#### WORK INSTRUCTIONS:
Report how many lines in the entries below contain the word "bird", matching case exactly. Give only the number.

[Begin DATASET RECORDS]

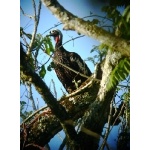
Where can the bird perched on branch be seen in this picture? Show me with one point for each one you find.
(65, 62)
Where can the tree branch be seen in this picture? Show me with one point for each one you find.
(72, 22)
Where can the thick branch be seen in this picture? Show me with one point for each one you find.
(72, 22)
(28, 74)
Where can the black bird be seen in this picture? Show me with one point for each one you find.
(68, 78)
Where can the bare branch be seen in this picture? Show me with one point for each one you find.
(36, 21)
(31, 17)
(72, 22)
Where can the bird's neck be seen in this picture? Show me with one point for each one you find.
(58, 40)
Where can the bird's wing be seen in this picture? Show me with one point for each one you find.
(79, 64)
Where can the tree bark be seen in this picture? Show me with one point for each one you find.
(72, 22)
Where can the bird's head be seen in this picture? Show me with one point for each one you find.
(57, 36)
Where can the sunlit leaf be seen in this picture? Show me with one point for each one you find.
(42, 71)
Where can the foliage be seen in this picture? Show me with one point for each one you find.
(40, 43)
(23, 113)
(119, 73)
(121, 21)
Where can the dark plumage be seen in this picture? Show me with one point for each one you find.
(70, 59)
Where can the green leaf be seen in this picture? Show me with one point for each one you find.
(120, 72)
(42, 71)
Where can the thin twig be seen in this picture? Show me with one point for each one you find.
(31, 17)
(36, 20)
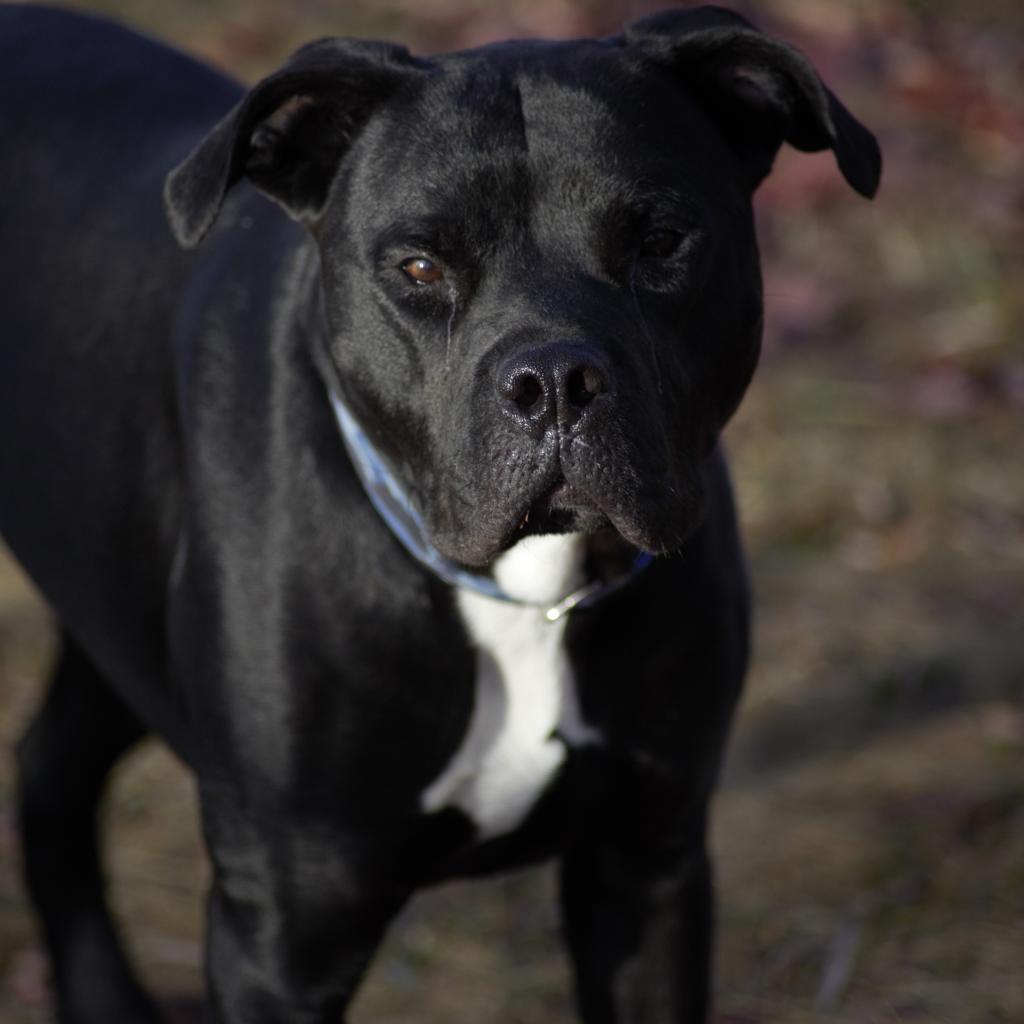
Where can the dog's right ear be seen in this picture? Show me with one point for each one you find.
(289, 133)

[End DATASET RECORDS]
[Begin DATASET RECORDS]

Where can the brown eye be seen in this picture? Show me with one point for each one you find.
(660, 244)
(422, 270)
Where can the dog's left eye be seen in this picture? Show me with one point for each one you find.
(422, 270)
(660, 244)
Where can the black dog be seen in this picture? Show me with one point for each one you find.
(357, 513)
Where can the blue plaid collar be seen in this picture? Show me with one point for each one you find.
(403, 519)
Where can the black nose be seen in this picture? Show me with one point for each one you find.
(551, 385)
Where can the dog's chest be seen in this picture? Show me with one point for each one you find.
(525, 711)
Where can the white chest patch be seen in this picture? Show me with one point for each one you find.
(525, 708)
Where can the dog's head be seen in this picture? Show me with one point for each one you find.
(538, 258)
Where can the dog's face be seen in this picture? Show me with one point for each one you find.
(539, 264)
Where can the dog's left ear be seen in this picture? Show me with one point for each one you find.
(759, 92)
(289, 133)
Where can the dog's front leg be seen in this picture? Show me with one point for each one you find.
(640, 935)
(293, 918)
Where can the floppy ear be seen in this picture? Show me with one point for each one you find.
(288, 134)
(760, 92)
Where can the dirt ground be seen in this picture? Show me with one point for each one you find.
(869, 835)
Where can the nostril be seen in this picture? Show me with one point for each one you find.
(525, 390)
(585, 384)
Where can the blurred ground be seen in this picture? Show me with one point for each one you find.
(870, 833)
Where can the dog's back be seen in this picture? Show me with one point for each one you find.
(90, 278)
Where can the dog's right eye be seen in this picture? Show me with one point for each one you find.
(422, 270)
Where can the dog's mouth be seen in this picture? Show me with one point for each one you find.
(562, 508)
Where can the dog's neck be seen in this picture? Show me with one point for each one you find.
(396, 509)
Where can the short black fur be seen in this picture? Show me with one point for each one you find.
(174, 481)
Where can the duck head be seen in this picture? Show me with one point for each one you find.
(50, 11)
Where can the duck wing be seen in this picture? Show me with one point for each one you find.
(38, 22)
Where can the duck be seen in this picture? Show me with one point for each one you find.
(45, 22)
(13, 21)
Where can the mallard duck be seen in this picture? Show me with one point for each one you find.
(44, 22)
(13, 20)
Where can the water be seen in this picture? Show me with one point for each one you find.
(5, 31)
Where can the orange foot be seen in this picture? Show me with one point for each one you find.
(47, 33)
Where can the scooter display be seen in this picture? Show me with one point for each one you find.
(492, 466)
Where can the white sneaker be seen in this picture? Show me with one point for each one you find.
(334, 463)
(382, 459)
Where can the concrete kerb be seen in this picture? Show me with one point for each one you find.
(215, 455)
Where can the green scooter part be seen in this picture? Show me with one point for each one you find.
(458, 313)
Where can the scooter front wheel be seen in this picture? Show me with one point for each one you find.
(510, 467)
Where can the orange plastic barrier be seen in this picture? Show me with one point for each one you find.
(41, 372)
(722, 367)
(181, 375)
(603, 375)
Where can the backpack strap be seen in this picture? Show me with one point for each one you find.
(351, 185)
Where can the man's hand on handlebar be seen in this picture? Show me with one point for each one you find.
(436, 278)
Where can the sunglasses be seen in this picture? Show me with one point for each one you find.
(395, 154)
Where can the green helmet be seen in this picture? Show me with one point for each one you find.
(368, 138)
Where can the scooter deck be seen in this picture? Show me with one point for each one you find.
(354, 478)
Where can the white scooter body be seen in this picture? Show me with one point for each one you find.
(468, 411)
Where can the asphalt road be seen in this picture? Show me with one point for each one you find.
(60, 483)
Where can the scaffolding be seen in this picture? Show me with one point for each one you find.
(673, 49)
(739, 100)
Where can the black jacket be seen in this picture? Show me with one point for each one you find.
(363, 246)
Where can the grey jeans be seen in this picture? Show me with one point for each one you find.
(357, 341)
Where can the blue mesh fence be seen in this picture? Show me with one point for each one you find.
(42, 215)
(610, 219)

[End DATASET RECORDS]

#### OUTPUT FOR THIS TASK:
5